■ **PROVIDED PASSAGE**:
::::

We can also calculate summary statistics for this distribution using the summarise function:

college_recent_grads |>
  summarise(min = min(median), max = max(median),
            mean = mean(median), med = median(median),
            sd = sd(median), 
            q1 = quantile(median, probs = 0.25),
            q3 = quantile(median, probs = 0.75))

4. ✏️ Based on the shape of the histogram you created in the previous exercise, determine which of these summary statistics is useful for describing the distribution. Write up your description (remember shape, center, spread, any unusual observations) and include the summary statistic output as well.

5. Plot the distribution of median income using a histogram, faceted by major_category. Use the binwidth you chose in the earlier exercise.

Now that we’ve seen the shapes of the distributions of median incomes for each major category, we should have a better idea for which summary statistic to use to quantify the typical median income.

6. ✏️ Which major category has the highest typical (you’ll need to decide what this means) median income? Use the partial code below, filling it in with the appropriate statistic and function. Also note that we are looking for the highest statistic, so make sure to arrange in the correct direction.

::::

■ **RECORD EXCERPTS**:

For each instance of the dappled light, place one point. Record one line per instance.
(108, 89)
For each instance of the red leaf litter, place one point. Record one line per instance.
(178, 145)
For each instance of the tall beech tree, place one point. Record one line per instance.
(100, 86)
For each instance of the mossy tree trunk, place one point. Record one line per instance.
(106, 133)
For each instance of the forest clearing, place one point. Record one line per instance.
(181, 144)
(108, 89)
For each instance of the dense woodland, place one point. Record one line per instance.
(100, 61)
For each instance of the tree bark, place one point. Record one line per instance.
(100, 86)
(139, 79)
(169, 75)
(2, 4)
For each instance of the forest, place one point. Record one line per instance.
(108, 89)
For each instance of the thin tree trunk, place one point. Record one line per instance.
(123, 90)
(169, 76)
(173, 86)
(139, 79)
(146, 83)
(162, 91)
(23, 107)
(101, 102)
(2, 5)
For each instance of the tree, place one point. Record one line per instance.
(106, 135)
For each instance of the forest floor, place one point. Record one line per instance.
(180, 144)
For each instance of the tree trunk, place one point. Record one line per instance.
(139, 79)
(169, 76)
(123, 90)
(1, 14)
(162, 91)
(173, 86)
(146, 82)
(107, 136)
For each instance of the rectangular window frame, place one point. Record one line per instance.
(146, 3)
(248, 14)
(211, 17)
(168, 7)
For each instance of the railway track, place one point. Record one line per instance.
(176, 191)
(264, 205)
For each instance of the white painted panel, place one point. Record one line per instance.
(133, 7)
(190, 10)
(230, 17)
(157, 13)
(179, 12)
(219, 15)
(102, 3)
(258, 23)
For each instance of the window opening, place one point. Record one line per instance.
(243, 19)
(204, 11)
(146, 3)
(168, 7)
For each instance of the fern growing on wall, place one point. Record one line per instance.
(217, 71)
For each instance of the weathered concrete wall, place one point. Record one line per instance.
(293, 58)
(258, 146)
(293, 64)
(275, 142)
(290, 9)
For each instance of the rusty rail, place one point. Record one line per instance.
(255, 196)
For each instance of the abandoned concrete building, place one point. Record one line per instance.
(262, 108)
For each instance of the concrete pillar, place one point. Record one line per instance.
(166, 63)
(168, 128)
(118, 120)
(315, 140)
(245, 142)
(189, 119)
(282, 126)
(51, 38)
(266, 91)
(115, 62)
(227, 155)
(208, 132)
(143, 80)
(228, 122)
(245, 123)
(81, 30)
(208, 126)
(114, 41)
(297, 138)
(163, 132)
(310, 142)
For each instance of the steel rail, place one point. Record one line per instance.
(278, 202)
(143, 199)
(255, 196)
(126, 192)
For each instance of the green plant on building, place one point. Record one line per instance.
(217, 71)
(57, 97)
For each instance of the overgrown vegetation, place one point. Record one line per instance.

::::

■ **WHAT TO WORK ON**:
1) Rewrite the college majors exercise paragraph that begins "Based on the shape of the histogram" as a short list, keeping its main instructions.
2) Quote the college majors exercise between "4. ✏️ Based" and "the earlier exercise.", inclusive.
3) Extend the college majors exercise past its last paragraph.

■ **ANSWERS TO THIS EXERCISE**:
1)
- Use the shape of the histogram from the previous exercise to decide which summary statistics are useful for describing the distribution.
- Write a description that covers shape, center, spread, and any unusual observations.
- Include the summary statistic output.

2)
4. ✏️ Based on the shape of the histogram you created in the previous exercise, determine which of these summary statistics is useful for describing the distribution. Write up your description (remember shape, center, spread, any unusual observations) and include the summary statistic output as well.

5. Plot the distribution of median income using a histogram, faceted by major_category. Use the binwidth you chose in the earlier exercise.

3)
college_recent_grads |>
  group_by(major_category) |>
  summarise(___ = ___(median)) |>
  arrange(___)

7. Which major category is the least popular in this sample? To answer this question we use a new function called count, which first groups the data and then counts the number of observations in each category (see below). Add to the pipeline appropriately to arrange the results so that the major with the lowest observations is on top.

college_recent_grads |>
  count(major_category)

🧶 ✅ ⬆️ Knit, commit, and push your changes to GitHub with an appropriate commit message. Make sure to commit and push all changed files so that your Git pane is cleared up afterwards.

All STEM fields aren’t the same

One of the sections of the FiveThirtyEight story is “All STEM fields aren’t the same”. Let’s see if this is true.

First, let’s create a new vector called stem_categories that lists the major categories that are considered STEM fields.

stem_categories <- c("Biology & Life Science",
                     "Computers & Mathematics",
                     "Engineering",
                     "Physical Sciences")

Then, we can use this to create a new variable in our data frame indicating whether a major is STEM or not.

college_recent_grads <- college_recent_grads |>
  mutate(major_type = ifelse(major_category %in% stem_categories, "stem", "not stem"))

Let’s unpack this: with mutate we create a new variable called major_type, which is defined as "stem" if the major_category is in the vector called stem_categories we created earlier, and as "not stem" otherwise.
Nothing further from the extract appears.